TASK TO COMPLETE: Can you set out the material from the line with "task: segment the paper flower in girl's hand" to the line with "300], [162, 311]]", both ends included, as a numbered list with blank lines dropped? Leave the pictures out.

WORKING DATA:
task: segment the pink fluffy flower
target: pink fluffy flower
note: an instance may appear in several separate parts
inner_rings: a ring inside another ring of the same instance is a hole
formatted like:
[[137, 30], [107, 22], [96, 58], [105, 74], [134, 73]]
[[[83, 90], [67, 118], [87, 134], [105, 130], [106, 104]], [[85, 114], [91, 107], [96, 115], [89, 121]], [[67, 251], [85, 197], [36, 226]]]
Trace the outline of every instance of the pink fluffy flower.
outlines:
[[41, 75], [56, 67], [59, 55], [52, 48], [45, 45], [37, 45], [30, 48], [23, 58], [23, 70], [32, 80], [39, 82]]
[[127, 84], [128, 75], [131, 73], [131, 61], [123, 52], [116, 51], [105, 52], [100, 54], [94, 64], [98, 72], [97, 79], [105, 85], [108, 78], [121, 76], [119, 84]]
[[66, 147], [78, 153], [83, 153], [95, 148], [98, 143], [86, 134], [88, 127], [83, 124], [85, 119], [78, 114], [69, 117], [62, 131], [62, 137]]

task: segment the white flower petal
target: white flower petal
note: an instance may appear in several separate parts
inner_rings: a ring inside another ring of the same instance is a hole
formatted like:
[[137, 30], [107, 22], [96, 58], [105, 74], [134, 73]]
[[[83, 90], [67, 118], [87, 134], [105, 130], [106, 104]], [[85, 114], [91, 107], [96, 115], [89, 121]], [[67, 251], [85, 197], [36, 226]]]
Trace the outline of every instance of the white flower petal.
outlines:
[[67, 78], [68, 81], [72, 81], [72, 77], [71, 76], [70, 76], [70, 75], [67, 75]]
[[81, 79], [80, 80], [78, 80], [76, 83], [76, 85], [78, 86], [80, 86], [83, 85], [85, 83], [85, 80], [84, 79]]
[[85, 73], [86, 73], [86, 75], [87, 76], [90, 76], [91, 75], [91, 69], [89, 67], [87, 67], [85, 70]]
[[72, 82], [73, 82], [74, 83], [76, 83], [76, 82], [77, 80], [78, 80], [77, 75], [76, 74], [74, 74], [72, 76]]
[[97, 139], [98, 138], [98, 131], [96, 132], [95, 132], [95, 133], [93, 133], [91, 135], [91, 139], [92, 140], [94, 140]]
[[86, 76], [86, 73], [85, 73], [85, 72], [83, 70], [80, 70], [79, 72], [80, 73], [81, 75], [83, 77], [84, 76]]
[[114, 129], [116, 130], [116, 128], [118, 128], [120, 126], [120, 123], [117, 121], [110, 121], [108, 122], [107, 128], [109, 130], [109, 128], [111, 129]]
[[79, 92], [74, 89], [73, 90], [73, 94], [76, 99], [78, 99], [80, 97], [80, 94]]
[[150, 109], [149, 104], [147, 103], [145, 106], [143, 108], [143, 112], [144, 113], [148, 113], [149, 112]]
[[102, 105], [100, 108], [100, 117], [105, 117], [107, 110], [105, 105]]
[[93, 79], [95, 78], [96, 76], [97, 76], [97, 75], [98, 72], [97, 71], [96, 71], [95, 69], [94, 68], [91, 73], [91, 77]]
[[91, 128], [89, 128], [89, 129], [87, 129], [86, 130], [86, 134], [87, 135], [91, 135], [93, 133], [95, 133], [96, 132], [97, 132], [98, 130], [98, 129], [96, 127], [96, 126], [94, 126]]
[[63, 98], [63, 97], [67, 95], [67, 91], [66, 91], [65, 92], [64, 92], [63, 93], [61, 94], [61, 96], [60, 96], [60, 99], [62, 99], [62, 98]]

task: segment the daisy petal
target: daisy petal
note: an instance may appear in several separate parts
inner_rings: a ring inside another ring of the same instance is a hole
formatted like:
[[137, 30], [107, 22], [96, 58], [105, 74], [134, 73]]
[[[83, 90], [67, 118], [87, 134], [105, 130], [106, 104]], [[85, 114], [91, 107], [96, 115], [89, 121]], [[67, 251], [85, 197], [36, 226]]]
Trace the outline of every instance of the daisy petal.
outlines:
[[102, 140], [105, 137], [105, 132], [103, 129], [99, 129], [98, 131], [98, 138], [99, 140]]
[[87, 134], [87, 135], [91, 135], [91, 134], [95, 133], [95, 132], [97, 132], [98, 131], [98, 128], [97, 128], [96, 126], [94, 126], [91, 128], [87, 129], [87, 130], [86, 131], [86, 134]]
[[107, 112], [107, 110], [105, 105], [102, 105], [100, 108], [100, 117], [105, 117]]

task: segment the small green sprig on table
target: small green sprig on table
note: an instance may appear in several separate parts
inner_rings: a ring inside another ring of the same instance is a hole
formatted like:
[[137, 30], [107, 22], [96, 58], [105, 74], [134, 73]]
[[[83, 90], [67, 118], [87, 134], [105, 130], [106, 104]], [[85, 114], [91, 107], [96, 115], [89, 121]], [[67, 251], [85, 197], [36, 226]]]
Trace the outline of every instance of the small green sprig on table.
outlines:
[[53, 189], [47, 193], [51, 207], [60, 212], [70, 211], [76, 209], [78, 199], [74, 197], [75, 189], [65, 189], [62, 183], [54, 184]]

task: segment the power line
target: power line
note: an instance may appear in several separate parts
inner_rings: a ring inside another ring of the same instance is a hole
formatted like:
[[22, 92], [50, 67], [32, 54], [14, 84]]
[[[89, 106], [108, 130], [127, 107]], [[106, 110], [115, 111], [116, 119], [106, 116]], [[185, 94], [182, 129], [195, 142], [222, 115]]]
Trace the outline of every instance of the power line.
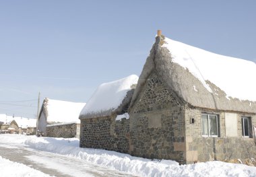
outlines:
[[21, 107], [37, 108], [37, 106], [32, 106], [31, 104], [30, 105], [24, 105], [24, 104], [10, 104], [10, 103], [0, 103], [0, 104], [10, 105], [10, 106], [21, 106]]
[[32, 101], [37, 101], [37, 99], [33, 99], [33, 100], [17, 100], [17, 101], [4, 101], [4, 100], [0, 100], [0, 102], [32, 102]]

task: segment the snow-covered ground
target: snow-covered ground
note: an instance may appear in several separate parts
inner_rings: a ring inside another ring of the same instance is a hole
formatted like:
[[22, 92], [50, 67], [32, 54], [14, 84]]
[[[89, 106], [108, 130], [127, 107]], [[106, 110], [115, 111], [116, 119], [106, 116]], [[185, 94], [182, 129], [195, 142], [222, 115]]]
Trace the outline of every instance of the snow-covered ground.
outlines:
[[[79, 148], [79, 140], [77, 139], [0, 135], [0, 142], [62, 154], [136, 176], [256, 176], [256, 168], [245, 165], [209, 162], [179, 166], [178, 163], [171, 160], [151, 160], [115, 151]], [[9, 166], [12, 163], [0, 159], [0, 166], [4, 164]], [[20, 165], [14, 164], [18, 166]], [[31, 169], [24, 168], [24, 170], [30, 172]], [[31, 173], [33, 172], [36, 172]]]
[[13, 162], [0, 156], [1, 176], [50, 176], [22, 164]]

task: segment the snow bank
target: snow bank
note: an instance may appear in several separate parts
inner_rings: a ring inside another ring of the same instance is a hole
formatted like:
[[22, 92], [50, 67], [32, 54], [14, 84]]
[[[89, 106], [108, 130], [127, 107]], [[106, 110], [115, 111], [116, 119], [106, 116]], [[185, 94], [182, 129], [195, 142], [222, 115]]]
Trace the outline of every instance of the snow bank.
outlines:
[[48, 122], [80, 122], [78, 118], [86, 103], [77, 103], [47, 99]]
[[203, 85], [210, 81], [228, 96], [256, 101], [256, 64], [252, 61], [212, 53], [165, 38], [172, 62], [187, 68]]
[[139, 77], [131, 75], [123, 79], [101, 84], [92, 95], [80, 115], [115, 110], [122, 103], [131, 86]]
[[51, 176], [22, 164], [13, 162], [0, 156], [1, 176]]
[[256, 176], [256, 168], [222, 162], [179, 166], [172, 160], [151, 160], [101, 149], [79, 148], [77, 139], [0, 135], [0, 141], [65, 155], [136, 176]]

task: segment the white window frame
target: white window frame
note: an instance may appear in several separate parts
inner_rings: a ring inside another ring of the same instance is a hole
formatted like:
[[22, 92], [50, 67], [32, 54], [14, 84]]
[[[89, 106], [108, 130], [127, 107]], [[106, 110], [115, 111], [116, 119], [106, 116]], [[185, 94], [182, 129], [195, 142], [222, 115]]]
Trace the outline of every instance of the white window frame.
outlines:
[[[203, 135], [203, 121], [202, 121], [202, 137], [219, 137], [219, 127], [218, 127], [218, 116], [217, 114], [206, 114], [206, 113], [204, 113], [204, 114], [202, 114], [201, 116], [203, 115], [207, 115], [207, 132], [208, 132], [208, 135]], [[209, 121], [209, 117], [210, 116], [216, 116], [216, 129], [217, 129], [217, 135], [210, 135], [210, 121]], [[203, 118], [201, 116], [201, 120], [203, 120]]]
[[[245, 119], [247, 119], [248, 122], [248, 136], [245, 136]], [[250, 121], [249, 121], [249, 117], [247, 116], [242, 116], [242, 136], [244, 138], [249, 138], [250, 137]]]

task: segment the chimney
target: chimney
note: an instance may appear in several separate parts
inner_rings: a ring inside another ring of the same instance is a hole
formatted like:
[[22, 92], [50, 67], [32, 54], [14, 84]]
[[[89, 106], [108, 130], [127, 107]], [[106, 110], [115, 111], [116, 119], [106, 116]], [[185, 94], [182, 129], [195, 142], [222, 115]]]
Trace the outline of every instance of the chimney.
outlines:
[[161, 36], [161, 35], [162, 35], [162, 30], [158, 30], [158, 36]]

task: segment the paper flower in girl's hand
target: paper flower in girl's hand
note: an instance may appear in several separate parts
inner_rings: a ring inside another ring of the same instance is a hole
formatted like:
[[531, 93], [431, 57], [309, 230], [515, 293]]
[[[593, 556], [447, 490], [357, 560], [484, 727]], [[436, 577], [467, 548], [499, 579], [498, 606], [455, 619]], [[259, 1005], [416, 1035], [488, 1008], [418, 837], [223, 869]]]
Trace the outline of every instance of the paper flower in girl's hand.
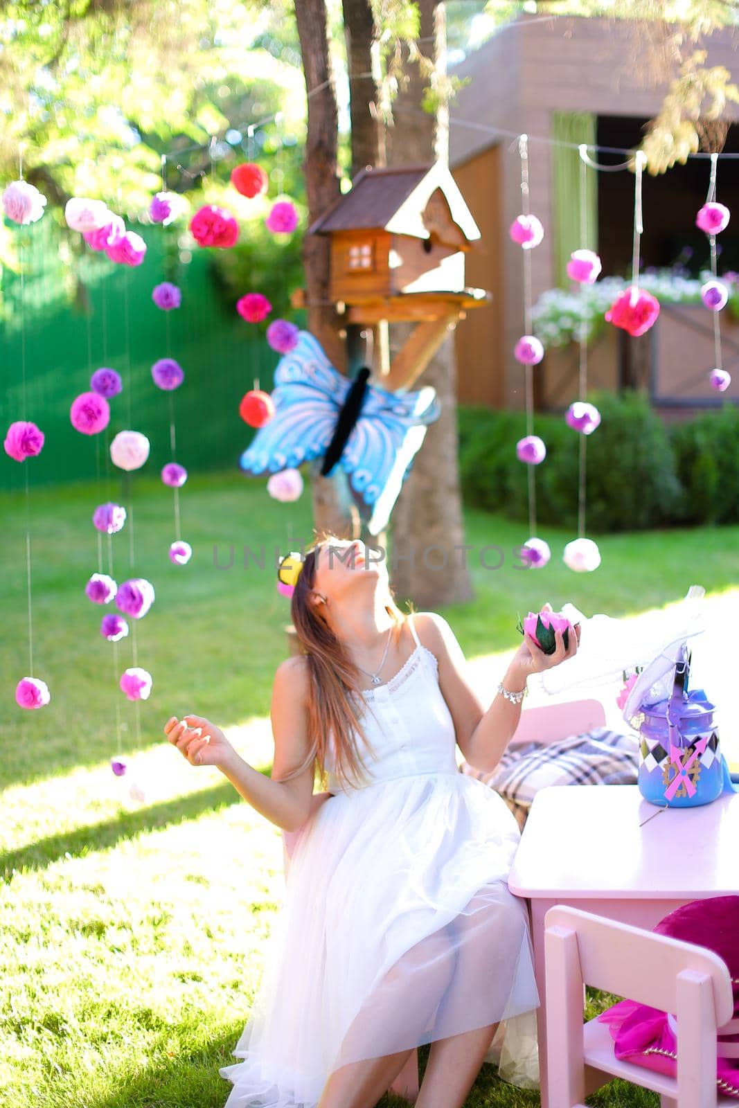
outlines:
[[144, 577], [130, 577], [119, 587], [115, 606], [133, 619], [143, 619], [154, 603], [154, 586]]
[[171, 489], [182, 489], [187, 480], [187, 470], [178, 462], [167, 462], [162, 468], [162, 481]]
[[122, 504], [114, 504], [107, 501], [106, 504], [99, 504], [92, 515], [92, 522], [97, 531], [105, 535], [115, 535], [123, 530], [125, 523], [125, 507]]
[[132, 666], [121, 677], [121, 688], [129, 700], [148, 700], [152, 691], [152, 675], [141, 666]]
[[111, 421], [111, 409], [97, 392], [81, 392], [70, 408], [72, 427], [81, 434], [97, 434]]
[[172, 311], [182, 304], [182, 293], [176, 285], [168, 280], [163, 280], [161, 285], [155, 285], [152, 289], [152, 300], [162, 311]]
[[157, 389], [164, 389], [165, 392], [178, 389], [185, 379], [182, 366], [174, 358], [160, 358], [155, 361], [152, 366], [152, 377]]
[[38, 223], [47, 197], [28, 181], [11, 181], [2, 194], [2, 209], [13, 223]]
[[141, 431], [119, 431], [111, 443], [113, 465], [120, 470], [140, 470], [150, 449], [148, 439]]
[[644, 335], [655, 324], [659, 315], [659, 300], [643, 288], [627, 289], [616, 297], [608, 311], [606, 321], [614, 327], [620, 327], [635, 338]]
[[536, 645], [544, 654], [554, 654], [557, 648], [555, 632], [562, 632], [562, 642], [565, 650], [569, 646], [569, 632], [572, 624], [566, 616], [560, 612], [530, 612], [523, 622], [519, 623], [519, 630], [522, 635], [531, 635]]
[[189, 220], [193, 238], [201, 246], [235, 246], [238, 239], [238, 224], [227, 208], [206, 204], [198, 208]]
[[123, 381], [121, 380], [121, 375], [116, 373], [114, 369], [103, 367], [102, 369], [96, 369], [90, 378], [90, 388], [99, 397], [110, 400], [111, 397], [117, 397], [119, 392], [122, 391]]
[[726, 204], [717, 204], [715, 201], [704, 204], [696, 216], [696, 227], [700, 227], [707, 235], [718, 235], [727, 228], [730, 214]]
[[16, 686], [19, 708], [44, 708], [51, 700], [49, 686], [39, 677], [22, 677]]
[[27, 458], [35, 458], [41, 453], [43, 447], [43, 431], [35, 423], [28, 423], [25, 420], [16, 420], [8, 428], [6, 441], [2, 444], [6, 453], [17, 462], [24, 462]]
[[509, 235], [524, 250], [531, 250], [544, 238], [544, 228], [535, 215], [519, 215], [511, 224]]
[[93, 573], [84, 586], [84, 591], [93, 604], [110, 604], [115, 596], [117, 585], [106, 573]]
[[109, 643], [119, 643], [129, 634], [129, 625], [123, 616], [117, 615], [115, 612], [109, 612], [101, 620], [100, 634]]

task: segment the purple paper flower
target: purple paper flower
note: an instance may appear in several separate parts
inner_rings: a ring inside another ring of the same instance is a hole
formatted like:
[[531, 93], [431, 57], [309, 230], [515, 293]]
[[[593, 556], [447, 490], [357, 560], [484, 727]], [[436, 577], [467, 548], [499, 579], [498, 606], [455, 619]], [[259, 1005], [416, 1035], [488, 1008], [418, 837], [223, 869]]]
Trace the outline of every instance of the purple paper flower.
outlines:
[[119, 531], [122, 531], [125, 516], [125, 507], [122, 504], [114, 504], [109, 500], [107, 503], [97, 505], [93, 512], [92, 522], [97, 531], [102, 531], [103, 534], [115, 535]]
[[109, 612], [100, 624], [100, 634], [109, 643], [117, 643], [129, 634], [129, 625], [116, 612]]
[[173, 308], [178, 308], [182, 304], [182, 293], [176, 285], [164, 280], [152, 289], [152, 300], [162, 311], [172, 311]]
[[114, 369], [96, 369], [90, 378], [90, 388], [97, 396], [110, 400], [111, 397], [117, 397], [123, 388], [123, 381], [121, 375], [116, 373]]
[[182, 489], [187, 480], [187, 470], [184, 465], [179, 465], [178, 462], [167, 462], [162, 468], [162, 480], [171, 489]]
[[19, 708], [43, 708], [50, 700], [49, 686], [39, 677], [22, 677], [16, 686], [16, 704]]
[[35, 423], [28, 423], [25, 420], [16, 420], [8, 428], [3, 447], [10, 458], [17, 462], [24, 462], [27, 458], [34, 458], [41, 453], [43, 431]]
[[84, 591], [93, 604], [110, 604], [115, 596], [117, 585], [106, 573], [93, 573], [84, 586]]
[[119, 612], [133, 619], [143, 619], [154, 603], [154, 586], [144, 577], [131, 577], [124, 581], [115, 596]]
[[174, 358], [160, 358], [155, 361], [152, 366], [152, 377], [154, 384], [166, 392], [178, 389], [185, 379], [182, 366]]

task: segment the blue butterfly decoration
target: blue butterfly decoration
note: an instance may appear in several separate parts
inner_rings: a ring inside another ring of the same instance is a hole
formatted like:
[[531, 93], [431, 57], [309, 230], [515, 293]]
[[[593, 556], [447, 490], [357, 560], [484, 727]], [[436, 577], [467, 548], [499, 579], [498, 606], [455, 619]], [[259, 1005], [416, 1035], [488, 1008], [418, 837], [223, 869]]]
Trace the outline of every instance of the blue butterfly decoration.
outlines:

ANSWER TO THIS TASK:
1. task: segment the paper flower in girl's hand
2. target: paper flower in girl's hand
3. note: an instance may appear in several separate parts
4. inner_rings: a ring inside another ring of the same instance is a hole
5. formatted like:
6. [[531, 93], [431, 57], [309, 230], [515, 293]]
7. [[[593, 556], [447, 490], [357, 560], [484, 727]], [[436, 577], [467, 548], [499, 579], [498, 606], [455, 619]], [[259, 1005], [416, 1035], [488, 1008], [418, 837], [223, 869]]]
8. Trace the outline of every instance of the paper flower in girl's hand.
9. outlines:
10. [[144, 577], [130, 577], [119, 587], [115, 606], [133, 619], [143, 619], [154, 603], [154, 586]]
11. [[171, 489], [182, 489], [187, 480], [187, 470], [178, 462], [167, 462], [162, 468], [162, 481]]
12. [[122, 504], [114, 504], [107, 501], [106, 504], [99, 504], [92, 515], [92, 522], [97, 531], [105, 535], [115, 535], [123, 530], [125, 523], [125, 507]]
13. [[132, 666], [121, 677], [121, 688], [129, 700], [148, 700], [152, 691], [152, 675], [141, 666]]
14. [[111, 421], [111, 409], [97, 392], [81, 392], [70, 408], [72, 427], [81, 434], [97, 434]]
15. [[172, 311], [182, 304], [182, 293], [176, 285], [168, 280], [163, 280], [161, 285], [155, 285], [152, 289], [152, 300], [162, 311]]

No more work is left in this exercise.